Pulling Back the Curtain on the Mercy Killing of Newborns
In Thursday's New England Journal of Medicine, two doctors from the University Medical Center Groningen in the Netherlands outline the circumstances in which doctors in their hospital have, in 22 cases over seven years, carried out euthanasia on newborn infants. All of these cases were reported to a district attorney's office in the Netherlands. None of the doctors were prosecuted.
Eduard Verhagen and Pieter Sauer divide into three groups the newborns for whom decisions about ending life might be made.
The first consists of infants who would die soon after birth even if all existing medical resources were employed to prolong their lives.
In the second group are infants who require intensive care, such as a respirator, to keep them alive, and for whom the expectations regarding their future are "very grim." These are infants with severe brain damage. If they can survive beyond intensive care, they will still have a very poor quality of life.

» ACTIVITY:
Translate the sentence "All of these cases were reported to a district attorney's office in the Netherlands." from the article on newborn euthanasia into Spanish.

» GIVEN ENTRIES:
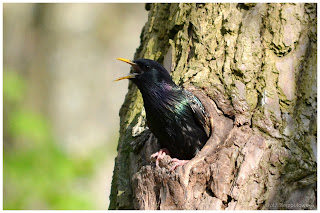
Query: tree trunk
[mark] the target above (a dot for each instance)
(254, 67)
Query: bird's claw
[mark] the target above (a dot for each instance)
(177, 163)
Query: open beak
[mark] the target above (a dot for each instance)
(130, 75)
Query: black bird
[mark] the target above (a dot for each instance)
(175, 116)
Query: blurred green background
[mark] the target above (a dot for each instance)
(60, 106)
* * *
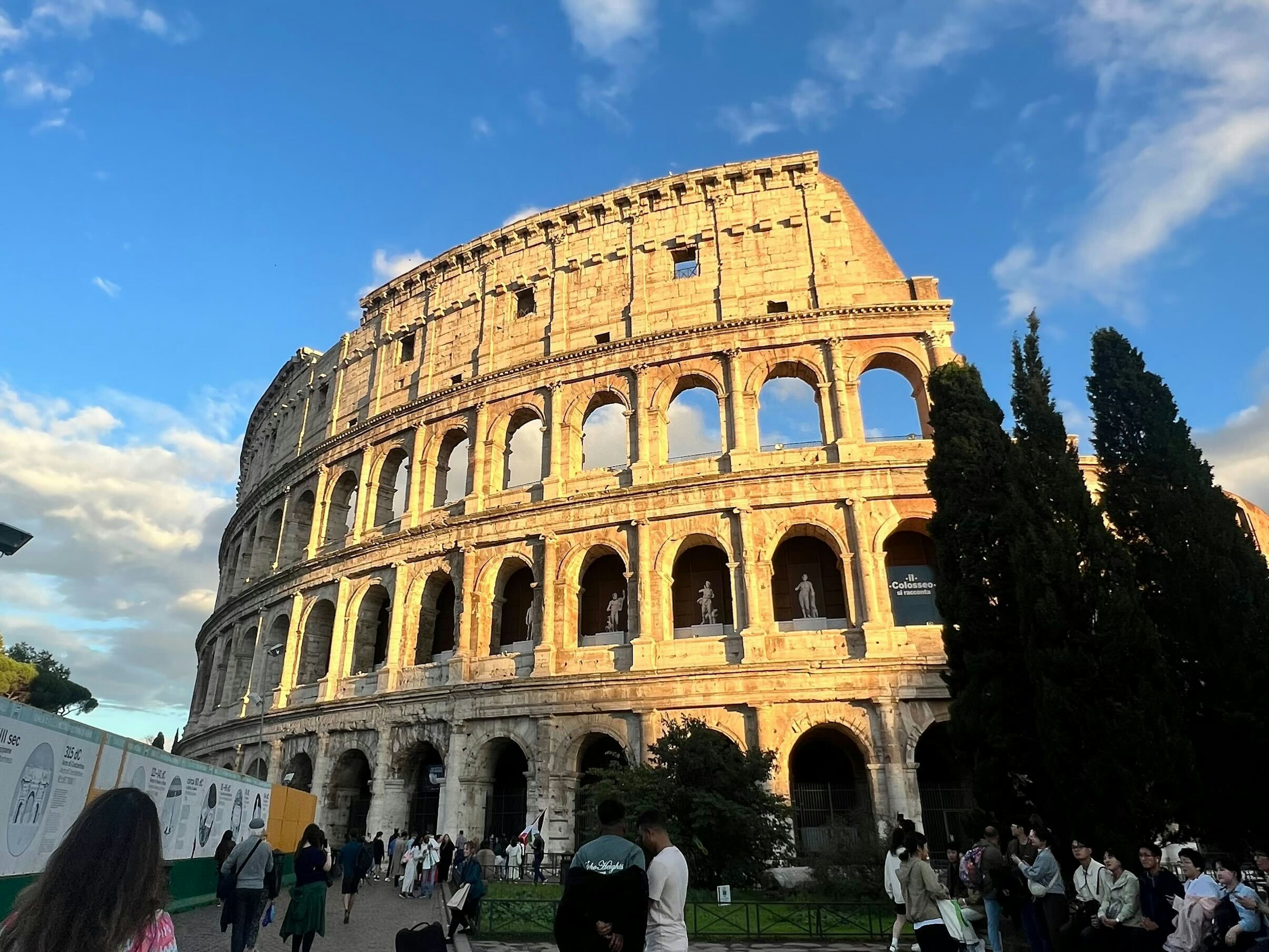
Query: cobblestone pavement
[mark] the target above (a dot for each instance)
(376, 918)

» RESPONSE TO THE TASK:
Todos estos casos fueron notificados a una fiscalía de distrito de los Países Bajos.